**Problem**
Write out only the opening lines of the entries, through the line with "man in black".

- Opening Delimiter -

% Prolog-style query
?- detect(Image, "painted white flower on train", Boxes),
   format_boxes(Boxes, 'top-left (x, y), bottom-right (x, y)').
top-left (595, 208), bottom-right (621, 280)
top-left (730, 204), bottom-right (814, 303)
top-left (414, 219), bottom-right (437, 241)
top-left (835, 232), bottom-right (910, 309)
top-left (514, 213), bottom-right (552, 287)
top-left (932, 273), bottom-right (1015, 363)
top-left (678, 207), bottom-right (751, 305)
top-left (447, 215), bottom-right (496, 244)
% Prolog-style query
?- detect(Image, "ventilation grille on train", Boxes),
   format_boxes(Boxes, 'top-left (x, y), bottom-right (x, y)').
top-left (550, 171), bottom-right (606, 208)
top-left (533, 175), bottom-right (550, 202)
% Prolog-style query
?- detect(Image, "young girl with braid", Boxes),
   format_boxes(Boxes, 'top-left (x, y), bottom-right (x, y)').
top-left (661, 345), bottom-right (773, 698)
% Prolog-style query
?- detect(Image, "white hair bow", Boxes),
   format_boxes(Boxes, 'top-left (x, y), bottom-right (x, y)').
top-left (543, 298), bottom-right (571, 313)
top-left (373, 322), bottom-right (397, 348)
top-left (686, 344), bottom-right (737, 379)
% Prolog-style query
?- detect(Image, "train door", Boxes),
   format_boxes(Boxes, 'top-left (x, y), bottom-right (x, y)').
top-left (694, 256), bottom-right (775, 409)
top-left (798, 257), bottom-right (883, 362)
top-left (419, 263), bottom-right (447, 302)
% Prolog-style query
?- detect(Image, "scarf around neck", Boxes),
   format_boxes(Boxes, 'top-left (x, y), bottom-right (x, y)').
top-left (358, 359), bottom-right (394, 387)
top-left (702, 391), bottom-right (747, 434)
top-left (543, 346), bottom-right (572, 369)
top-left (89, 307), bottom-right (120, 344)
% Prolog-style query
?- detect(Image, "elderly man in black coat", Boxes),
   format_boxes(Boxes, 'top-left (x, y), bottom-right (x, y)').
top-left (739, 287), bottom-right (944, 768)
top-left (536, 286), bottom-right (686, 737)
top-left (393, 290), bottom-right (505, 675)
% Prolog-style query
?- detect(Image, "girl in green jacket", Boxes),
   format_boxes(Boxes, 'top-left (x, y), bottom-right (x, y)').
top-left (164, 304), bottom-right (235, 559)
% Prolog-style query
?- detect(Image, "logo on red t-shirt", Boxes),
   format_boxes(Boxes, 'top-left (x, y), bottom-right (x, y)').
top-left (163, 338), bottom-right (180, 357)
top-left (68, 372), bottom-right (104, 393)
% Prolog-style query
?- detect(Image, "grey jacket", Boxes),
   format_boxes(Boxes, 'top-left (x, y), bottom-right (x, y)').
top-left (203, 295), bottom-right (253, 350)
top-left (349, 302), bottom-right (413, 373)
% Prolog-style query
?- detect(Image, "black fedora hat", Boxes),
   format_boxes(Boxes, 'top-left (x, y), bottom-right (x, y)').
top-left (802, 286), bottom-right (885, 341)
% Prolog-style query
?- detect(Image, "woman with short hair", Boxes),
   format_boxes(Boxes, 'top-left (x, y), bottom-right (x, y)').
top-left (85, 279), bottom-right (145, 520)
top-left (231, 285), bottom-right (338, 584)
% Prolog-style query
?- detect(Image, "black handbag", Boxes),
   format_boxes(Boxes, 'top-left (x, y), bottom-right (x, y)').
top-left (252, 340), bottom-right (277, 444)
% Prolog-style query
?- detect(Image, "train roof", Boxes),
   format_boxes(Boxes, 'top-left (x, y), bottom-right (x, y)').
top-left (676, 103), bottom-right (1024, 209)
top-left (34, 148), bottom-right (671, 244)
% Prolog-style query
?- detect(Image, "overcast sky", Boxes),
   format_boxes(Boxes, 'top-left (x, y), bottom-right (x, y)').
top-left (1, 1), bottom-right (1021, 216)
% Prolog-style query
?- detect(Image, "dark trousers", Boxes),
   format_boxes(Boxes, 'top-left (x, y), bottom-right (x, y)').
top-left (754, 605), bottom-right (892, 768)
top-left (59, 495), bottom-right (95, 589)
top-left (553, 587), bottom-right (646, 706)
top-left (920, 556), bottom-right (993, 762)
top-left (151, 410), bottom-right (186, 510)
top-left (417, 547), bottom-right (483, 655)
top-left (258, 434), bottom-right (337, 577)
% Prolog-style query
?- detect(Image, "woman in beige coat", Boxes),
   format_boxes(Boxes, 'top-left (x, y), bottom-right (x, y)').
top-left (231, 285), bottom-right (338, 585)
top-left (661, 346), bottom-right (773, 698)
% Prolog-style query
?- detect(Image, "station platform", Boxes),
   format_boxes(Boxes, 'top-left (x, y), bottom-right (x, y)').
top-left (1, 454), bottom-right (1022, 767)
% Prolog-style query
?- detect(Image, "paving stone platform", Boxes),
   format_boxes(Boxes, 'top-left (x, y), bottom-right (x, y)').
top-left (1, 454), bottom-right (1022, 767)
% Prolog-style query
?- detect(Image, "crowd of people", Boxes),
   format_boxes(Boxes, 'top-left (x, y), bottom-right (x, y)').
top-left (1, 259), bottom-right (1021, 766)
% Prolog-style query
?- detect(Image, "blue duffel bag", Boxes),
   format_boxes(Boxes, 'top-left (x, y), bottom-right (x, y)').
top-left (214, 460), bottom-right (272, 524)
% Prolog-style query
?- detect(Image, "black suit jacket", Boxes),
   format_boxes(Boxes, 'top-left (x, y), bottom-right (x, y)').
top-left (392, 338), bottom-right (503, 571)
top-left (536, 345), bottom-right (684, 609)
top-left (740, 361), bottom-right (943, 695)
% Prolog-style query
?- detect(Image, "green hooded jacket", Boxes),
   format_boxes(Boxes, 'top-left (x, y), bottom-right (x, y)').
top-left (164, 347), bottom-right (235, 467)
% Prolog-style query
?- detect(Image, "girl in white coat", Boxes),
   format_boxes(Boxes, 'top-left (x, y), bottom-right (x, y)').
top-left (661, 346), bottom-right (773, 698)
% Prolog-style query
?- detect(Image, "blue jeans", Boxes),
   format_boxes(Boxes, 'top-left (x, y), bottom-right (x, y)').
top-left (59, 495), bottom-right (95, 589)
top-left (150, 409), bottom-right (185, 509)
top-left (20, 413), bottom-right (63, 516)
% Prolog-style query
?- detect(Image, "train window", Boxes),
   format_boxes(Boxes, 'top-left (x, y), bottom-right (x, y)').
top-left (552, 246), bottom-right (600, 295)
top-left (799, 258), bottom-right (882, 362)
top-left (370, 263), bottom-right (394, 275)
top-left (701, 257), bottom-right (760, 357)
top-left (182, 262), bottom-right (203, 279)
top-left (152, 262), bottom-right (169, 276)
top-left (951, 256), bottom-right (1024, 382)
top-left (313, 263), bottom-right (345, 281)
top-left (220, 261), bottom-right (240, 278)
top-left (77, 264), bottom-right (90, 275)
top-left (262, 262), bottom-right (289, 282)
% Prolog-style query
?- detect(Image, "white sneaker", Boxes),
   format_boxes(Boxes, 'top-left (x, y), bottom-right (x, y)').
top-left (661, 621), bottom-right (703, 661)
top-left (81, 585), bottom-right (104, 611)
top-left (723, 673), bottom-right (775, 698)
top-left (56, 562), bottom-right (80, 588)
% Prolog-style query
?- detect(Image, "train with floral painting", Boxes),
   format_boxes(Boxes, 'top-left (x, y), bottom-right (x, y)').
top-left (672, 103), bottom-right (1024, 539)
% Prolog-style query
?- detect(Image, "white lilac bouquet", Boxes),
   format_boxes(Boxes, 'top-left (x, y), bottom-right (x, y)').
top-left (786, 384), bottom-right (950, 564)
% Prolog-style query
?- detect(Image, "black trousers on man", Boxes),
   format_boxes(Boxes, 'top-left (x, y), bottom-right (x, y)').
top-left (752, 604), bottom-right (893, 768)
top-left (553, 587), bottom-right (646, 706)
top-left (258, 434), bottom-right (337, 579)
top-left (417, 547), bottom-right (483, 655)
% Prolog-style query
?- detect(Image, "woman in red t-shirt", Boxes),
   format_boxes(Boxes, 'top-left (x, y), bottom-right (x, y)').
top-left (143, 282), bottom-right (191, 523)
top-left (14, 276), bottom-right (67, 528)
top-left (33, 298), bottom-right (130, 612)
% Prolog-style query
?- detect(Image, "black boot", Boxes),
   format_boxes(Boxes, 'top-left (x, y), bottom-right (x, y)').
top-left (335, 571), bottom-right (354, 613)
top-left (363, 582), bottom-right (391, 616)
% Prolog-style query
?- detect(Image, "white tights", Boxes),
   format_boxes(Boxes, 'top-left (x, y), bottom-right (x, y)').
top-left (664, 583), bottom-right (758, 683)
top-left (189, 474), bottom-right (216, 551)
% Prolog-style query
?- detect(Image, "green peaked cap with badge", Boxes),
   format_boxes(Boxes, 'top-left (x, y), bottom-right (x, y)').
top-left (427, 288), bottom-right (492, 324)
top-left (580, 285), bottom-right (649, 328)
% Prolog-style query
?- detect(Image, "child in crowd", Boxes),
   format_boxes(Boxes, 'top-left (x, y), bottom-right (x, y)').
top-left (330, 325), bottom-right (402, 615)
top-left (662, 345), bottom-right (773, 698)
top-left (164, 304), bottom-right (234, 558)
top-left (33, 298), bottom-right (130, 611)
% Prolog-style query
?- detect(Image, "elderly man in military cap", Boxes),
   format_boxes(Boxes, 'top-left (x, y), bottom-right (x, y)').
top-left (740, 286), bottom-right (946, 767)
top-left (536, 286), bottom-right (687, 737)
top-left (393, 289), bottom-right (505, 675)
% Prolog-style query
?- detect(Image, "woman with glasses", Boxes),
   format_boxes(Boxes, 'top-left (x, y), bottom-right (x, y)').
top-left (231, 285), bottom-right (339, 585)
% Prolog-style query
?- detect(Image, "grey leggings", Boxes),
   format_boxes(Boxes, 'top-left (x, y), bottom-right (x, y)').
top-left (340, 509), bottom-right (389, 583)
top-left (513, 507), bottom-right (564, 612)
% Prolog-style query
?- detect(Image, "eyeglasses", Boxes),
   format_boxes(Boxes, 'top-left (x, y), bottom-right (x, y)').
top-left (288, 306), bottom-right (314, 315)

- Closing Delimiter -

**Answer below**
% Prolog-style query
?- detect(Image, "painted white flower on train", Boxes),
   format_boxes(Boxes, 'top-left (x, y), bottom-right (x, y)').
top-left (595, 208), bottom-right (621, 280)
top-left (730, 204), bottom-right (814, 303)
top-left (414, 219), bottom-right (437, 241)
top-left (835, 232), bottom-right (910, 309)
top-left (514, 213), bottom-right (552, 287)
top-left (932, 273), bottom-right (1015, 363)
top-left (678, 207), bottom-right (751, 305)
top-left (447, 215), bottom-right (496, 244)
% Prolog-style query
?- detect(Image, "ventilation grille on train", Boxes),
   format_boxes(Boxes, 'top-left (x, y), bottom-right (x, y)').
top-left (550, 171), bottom-right (606, 208)
top-left (533, 175), bottom-right (550, 202)
% Prolog-style query
?- detect(Image, "young girl with braid", Boxes),
   format_boxes(Boxes, 'top-left (x, y), bottom-right (x, y)').
top-left (661, 345), bottom-right (773, 698)
% Prolog-style query
?- detect(Image, "white hair bow", Boxes),
   format_boxes(Boxes, 'top-left (x, y), bottom-right (x, y)').
top-left (543, 298), bottom-right (571, 313)
top-left (373, 322), bottom-right (397, 348)
top-left (686, 344), bottom-right (737, 379)
% Prolog-style query
?- detect(Image, "train door", Boxes),
   format_boxes(Boxes, 'top-left (x, y), bottom-right (x, y)').
top-left (694, 256), bottom-right (775, 409)
top-left (798, 257), bottom-right (883, 362)
top-left (419, 263), bottom-right (447, 302)
% Prolog-style query
?- detect(Image, "scarf around neck", Boxes),
   format_boxes(Boxes, 'top-left (x, y), bottom-right (x, y)').
top-left (358, 359), bottom-right (394, 387)
top-left (702, 391), bottom-right (747, 434)
top-left (543, 346), bottom-right (572, 369)
top-left (89, 307), bottom-right (120, 344)
% Prolog-style query
?- detect(Image, "elderly man in black coat", Boxes),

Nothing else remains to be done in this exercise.